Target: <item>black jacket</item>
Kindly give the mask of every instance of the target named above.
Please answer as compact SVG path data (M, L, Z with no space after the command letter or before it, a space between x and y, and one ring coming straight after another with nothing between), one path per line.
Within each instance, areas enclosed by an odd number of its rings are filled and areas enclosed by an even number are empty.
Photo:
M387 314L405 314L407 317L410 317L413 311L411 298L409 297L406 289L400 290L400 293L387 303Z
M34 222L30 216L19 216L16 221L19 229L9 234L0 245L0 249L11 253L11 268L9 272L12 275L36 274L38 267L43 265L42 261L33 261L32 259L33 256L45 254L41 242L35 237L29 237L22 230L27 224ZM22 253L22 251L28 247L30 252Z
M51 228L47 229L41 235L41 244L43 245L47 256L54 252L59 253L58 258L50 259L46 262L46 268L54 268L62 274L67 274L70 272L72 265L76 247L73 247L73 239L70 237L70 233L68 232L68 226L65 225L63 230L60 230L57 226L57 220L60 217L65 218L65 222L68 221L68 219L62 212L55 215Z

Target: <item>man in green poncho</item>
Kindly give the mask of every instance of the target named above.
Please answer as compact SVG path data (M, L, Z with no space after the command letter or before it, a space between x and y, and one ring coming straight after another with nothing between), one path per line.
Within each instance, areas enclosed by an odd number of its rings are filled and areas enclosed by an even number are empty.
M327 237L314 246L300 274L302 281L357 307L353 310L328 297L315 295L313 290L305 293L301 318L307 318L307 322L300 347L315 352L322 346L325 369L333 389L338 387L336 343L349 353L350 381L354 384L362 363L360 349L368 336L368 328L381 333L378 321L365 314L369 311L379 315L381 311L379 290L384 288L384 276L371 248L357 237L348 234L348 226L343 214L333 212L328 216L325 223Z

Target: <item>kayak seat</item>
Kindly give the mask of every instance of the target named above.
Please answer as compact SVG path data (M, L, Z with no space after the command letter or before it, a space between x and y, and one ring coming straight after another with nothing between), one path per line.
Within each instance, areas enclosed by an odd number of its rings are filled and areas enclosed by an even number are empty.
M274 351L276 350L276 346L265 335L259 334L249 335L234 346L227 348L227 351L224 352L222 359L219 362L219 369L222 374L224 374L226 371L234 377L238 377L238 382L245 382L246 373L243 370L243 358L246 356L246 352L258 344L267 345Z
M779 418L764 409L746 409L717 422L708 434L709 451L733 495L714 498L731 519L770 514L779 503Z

--*--

SHORT TASK: Please write out all of the items above once more, word for word and unchanged.

RESPONSE TO THIS EXERCISE:
Target: <item>black jacket</item>
Kindly give the mask of every instance of the target named above.
Please answer as compact SVG path data (M, L, Z with no space after the command letter or before it, a space between x and y, and one ring coming straight after another with nothing between), one path per line.
Within each instance, areas enclosed by an odd number of its rings are filled and areas enclosed by an even number are empty.
Photo:
M387 314L405 314L407 317L410 317L413 311L411 298L409 297L406 289L400 290L400 293L387 303Z
M34 222L30 216L19 216L16 221L19 229L9 234L0 245L0 249L11 253L11 268L9 272L12 275L36 274L38 267L43 265L42 261L33 261L32 259L33 256L45 254L41 242L35 237L29 237L22 230L27 224ZM22 253L22 251L28 247L30 252Z
M51 228L47 229L41 235L41 244L43 245L47 256L54 252L59 253L58 258L50 259L46 262L46 268L54 268L62 274L67 274L70 272L72 265L76 247L73 247L73 239L70 237L70 233L68 232L68 226L65 225L63 230L60 230L57 226L57 220L60 217L65 218L65 222L68 221L68 219L62 212L55 215Z

Target: <item>man in green poncho</item>
Kindly give the mask of every instance of the target named above.
Please answer as compact SVG path data (M, L, Z with no space after the command letter or before it, a space between x and y, and one ring coming straight after another with nothing between), one path per line.
Within each instance, areas enclosed by an odd number of its rings are filled and areas enclosed by an even number are empty.
M327 237L314 246L300 274L302 281L357 307L353 310L328 297L315 295L313 290L305 293L301 318L307 318L307 322L300 347L315 352L322 346L325 369L333 389L338 387L336 343L349 353L350 381L354 384L362 363L360 349L368 336L368 328L381 333L378 321L365 314L369 311L379 315L381 311L379 290L384 288L384 276L371 248L357 237L348 234L348 226L343 214L333 212L328 216L325 223Z

Target: <item>kayak seat</item>
Kindly give the mask of every instance of the target named above.
Please answer as compact SVG path data (M, L, Z with no space after the command letter or before it, a space between x and y, and one ring coming straight after another with nothing between), one path per line.
Within each instance, areas enclosed by an odd number of its rings are filled and areas enclosed by an even number are empty.
M274 351L276 350L276 346L265 335L259 334L249 335L234 346L227 348L227 351L224 352L222 359L219 362L219 369L222 374L224 374L226 371L234 377L238 377L238 382L245 382L246 373L243 370L243 358L246 356L246 352L258 344L267 345Z
M779 418L764 409L746 409L717 422L708 434L709 451L733 495L714 498L731 519L770 514L779 503Z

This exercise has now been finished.